* [TESTO DEL DOCUMENTO]
______

Con la caduta dell’Unione sovietica e la dissoluzione del loro grande rivale, gli Stati Uniti dimenticarono l’importanza di mantenere delle scorte di metalli strategici. Nel 2001, per esempio, autorizzarono la vendita di trentamila tonnellate di titanio per finanziare la costruzione di un monumento commemorativo della Seconda guerra mondiale: scopo certamente nobile, ma scelta forse poco avveduta da un punto di vista tattico. L’ascesa della Cina, oltre ad averne riacceso l’istinto competitivo, ha messo l’America in uno stato di preoccupazione per la sua esposizione alle ritorsioni cinesi. Effettivamente, lo scorso febbraio il Financial Times scrisse che Pechino stava valutando di restringere le esportazioni di terre rare verso Washington in risposta alla trade war aperta da Donald Trump nel 2018, con l’obiettivo di danneggiare gli appaltatori della difesa come Lockheed Martin: per ogni caccia modello F-35 servono 417 chili di terre rare. Già negli anni di Trump il dipartimento della Difesa, il Pentagono, aveva stanziato fondi per potenziare l’estrazione mineraria e la lavorazione delle terre rare sul suolo americano. Sono diversi i progetti in via di sviluppo: c’è per esempio MP Materials che vuole dotarsi di capacità di raffinazione per emanciparsi dalla Cina; c’è l’australiana Lynas che ha intenzione di costruire un impianto di trattamento in Texas; ci sono NioCorp in Nebraska e poi le canadesi Rare Element Resources in Wyoming e Ucore Rare Metals in Alaska.

______

Righe di dati
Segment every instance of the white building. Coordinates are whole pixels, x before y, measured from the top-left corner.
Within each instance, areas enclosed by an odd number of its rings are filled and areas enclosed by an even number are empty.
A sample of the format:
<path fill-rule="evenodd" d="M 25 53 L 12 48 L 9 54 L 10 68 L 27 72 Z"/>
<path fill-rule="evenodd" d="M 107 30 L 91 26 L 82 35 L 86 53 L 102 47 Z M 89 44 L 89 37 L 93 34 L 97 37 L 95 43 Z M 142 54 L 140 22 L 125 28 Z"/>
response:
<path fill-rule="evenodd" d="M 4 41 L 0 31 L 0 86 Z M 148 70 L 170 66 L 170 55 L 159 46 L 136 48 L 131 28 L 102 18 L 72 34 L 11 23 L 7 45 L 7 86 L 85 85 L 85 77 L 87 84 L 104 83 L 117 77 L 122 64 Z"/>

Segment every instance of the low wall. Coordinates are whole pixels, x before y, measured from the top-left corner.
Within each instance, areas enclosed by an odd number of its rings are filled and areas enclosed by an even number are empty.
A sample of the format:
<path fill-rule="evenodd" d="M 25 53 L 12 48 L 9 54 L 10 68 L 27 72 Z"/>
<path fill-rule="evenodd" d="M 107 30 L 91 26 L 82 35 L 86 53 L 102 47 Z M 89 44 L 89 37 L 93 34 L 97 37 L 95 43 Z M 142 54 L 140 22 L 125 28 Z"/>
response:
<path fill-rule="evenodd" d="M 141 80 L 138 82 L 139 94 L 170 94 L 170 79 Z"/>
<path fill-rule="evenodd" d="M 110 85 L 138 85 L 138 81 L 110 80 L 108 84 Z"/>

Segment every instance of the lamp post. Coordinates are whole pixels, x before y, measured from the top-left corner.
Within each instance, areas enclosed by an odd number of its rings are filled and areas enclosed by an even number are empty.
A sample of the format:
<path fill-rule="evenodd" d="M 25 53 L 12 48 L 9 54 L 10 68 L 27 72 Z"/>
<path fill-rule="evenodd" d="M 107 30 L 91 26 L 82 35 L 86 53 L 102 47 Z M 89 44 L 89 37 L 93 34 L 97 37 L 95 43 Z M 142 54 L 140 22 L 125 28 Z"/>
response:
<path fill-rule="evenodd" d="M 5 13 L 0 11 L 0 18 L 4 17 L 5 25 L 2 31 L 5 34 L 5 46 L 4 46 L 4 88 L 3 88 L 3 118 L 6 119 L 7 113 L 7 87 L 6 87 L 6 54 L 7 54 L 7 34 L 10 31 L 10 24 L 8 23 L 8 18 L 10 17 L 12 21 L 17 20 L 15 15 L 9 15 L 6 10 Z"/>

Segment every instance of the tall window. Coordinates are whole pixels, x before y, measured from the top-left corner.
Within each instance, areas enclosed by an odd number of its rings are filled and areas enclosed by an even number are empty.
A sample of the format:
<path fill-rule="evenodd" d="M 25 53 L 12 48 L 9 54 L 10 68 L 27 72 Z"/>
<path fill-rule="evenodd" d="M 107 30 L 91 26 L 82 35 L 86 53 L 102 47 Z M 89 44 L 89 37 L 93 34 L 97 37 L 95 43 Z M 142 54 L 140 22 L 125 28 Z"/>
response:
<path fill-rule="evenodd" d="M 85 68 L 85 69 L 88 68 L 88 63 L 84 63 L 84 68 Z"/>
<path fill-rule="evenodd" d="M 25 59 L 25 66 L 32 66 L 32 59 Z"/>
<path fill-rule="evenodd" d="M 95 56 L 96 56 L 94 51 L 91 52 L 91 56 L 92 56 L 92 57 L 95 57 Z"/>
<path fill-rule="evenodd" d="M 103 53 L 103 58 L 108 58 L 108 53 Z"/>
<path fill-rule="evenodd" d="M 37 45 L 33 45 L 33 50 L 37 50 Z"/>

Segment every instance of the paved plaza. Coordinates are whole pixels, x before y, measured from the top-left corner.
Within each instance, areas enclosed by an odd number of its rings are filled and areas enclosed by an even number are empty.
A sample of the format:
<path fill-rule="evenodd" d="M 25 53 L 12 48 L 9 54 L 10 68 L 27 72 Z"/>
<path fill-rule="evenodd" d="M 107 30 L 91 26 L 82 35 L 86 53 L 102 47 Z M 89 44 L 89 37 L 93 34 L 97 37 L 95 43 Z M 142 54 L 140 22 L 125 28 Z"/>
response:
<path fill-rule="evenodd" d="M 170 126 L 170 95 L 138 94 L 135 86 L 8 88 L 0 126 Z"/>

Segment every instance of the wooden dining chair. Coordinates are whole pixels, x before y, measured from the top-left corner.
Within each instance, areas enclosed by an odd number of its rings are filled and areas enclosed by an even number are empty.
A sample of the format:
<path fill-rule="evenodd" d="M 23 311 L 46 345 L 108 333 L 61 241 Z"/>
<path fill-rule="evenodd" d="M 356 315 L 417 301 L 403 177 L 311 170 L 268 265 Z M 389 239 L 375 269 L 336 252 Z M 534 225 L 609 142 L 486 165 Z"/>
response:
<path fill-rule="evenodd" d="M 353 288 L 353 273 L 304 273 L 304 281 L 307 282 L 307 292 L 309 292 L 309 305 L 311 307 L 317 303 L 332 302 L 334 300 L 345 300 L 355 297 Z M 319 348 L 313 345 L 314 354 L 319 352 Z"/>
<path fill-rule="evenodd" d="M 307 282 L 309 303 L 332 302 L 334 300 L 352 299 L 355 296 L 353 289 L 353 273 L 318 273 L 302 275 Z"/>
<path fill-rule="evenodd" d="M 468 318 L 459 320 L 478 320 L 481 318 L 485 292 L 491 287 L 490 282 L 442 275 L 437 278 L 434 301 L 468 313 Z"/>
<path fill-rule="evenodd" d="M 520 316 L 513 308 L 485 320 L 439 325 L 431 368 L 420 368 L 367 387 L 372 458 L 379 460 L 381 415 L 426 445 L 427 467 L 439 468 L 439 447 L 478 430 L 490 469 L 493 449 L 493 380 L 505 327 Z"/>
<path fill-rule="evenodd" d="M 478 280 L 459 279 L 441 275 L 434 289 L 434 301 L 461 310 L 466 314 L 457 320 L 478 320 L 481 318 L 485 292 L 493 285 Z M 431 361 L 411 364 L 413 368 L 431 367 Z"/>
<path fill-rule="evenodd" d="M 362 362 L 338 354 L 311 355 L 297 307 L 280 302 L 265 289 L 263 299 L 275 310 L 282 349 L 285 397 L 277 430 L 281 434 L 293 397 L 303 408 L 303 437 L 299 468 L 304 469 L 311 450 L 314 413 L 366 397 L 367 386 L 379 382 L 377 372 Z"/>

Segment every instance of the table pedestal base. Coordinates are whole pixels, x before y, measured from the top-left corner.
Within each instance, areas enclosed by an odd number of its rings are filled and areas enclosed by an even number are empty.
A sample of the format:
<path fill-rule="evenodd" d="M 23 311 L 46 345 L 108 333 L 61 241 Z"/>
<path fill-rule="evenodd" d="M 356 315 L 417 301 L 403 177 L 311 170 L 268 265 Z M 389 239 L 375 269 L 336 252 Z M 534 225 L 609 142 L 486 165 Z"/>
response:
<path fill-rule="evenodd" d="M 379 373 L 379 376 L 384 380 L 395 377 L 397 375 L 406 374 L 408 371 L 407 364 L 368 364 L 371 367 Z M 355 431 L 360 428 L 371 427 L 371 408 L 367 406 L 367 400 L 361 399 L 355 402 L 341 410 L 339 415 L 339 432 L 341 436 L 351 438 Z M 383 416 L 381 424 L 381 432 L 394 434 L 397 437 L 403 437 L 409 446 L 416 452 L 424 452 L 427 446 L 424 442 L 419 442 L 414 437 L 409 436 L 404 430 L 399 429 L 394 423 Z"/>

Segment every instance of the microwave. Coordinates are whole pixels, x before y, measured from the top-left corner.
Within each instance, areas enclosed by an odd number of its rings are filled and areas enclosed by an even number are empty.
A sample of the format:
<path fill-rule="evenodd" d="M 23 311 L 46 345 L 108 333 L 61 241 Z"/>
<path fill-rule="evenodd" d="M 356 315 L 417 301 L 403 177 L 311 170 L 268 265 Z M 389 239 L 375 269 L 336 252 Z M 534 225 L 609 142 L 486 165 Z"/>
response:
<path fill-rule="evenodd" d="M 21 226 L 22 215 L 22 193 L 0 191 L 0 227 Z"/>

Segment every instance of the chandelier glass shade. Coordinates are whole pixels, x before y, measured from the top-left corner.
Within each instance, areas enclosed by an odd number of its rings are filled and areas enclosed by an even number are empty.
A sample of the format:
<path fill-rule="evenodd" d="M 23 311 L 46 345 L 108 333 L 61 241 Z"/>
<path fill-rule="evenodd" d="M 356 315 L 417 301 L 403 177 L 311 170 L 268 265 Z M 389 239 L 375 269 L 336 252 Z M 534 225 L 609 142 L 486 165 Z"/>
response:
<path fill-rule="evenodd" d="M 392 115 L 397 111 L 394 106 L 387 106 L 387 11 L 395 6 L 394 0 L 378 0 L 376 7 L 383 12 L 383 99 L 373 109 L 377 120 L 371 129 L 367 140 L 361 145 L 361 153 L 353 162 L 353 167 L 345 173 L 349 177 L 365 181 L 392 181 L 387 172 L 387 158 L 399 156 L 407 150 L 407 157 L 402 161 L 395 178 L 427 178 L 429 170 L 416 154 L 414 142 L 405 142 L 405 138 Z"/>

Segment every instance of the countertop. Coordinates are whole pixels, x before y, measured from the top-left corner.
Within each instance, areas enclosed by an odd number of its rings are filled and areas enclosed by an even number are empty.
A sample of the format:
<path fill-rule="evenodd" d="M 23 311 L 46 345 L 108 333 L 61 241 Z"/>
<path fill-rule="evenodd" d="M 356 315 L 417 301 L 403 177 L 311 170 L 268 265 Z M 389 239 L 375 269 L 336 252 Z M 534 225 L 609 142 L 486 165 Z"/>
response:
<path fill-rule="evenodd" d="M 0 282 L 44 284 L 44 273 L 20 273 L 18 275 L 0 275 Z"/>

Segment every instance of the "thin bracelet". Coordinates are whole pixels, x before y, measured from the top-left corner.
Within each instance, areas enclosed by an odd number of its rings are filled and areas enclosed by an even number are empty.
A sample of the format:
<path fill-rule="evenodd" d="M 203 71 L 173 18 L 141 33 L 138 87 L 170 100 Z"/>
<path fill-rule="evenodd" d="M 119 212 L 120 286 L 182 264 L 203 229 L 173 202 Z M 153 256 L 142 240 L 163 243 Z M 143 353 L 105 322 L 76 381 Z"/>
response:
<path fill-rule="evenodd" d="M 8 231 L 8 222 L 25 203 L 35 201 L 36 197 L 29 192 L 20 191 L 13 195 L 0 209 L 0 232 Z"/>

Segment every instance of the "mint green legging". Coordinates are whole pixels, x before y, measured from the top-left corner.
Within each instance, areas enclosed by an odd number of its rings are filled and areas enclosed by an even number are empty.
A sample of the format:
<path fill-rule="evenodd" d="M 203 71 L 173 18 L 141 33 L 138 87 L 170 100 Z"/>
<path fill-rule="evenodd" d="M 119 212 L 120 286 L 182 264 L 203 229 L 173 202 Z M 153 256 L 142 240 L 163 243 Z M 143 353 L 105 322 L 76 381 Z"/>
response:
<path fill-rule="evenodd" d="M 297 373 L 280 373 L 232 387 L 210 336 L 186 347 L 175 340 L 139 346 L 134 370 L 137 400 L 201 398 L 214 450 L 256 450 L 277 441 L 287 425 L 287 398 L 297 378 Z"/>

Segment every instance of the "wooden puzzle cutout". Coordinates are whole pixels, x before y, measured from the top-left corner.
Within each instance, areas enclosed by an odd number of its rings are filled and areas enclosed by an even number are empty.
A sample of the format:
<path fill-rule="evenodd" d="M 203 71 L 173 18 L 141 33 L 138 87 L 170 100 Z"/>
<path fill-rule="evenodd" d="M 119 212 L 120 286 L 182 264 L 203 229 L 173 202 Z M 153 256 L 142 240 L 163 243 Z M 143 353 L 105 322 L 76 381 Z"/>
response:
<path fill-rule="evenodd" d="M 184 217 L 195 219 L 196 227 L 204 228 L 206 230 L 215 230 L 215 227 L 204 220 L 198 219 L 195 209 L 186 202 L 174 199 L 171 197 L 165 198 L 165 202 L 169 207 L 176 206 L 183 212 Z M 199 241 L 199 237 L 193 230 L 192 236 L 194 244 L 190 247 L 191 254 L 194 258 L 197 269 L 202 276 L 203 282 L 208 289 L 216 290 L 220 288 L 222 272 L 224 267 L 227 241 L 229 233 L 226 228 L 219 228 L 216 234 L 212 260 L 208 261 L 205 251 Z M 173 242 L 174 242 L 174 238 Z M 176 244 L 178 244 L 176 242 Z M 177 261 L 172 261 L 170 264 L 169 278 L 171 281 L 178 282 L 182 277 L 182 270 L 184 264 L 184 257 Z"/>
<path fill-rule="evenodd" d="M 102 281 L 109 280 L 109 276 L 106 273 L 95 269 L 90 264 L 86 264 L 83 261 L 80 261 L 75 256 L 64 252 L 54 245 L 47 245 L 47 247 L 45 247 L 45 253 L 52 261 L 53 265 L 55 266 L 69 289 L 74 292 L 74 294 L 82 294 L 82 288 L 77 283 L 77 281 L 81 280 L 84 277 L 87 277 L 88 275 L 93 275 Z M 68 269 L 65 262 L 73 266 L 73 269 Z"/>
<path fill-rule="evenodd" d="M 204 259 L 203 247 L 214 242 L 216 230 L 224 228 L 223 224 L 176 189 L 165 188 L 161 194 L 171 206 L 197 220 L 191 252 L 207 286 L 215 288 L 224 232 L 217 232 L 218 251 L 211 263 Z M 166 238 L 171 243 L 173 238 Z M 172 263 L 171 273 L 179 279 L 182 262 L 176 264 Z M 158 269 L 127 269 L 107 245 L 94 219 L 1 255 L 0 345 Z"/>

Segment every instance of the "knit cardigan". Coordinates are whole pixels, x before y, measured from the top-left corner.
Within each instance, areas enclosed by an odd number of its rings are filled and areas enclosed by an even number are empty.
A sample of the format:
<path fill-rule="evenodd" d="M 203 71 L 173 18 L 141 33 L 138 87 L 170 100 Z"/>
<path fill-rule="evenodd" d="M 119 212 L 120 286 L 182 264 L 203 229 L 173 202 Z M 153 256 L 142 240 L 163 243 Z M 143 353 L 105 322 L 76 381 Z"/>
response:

______

* [COSA FARE]
Nel testo sulle terre rare, quanti chili di terre rare servono per ogni caccia F-35?

* [ECCO LA RISPOSTA]
417 chili.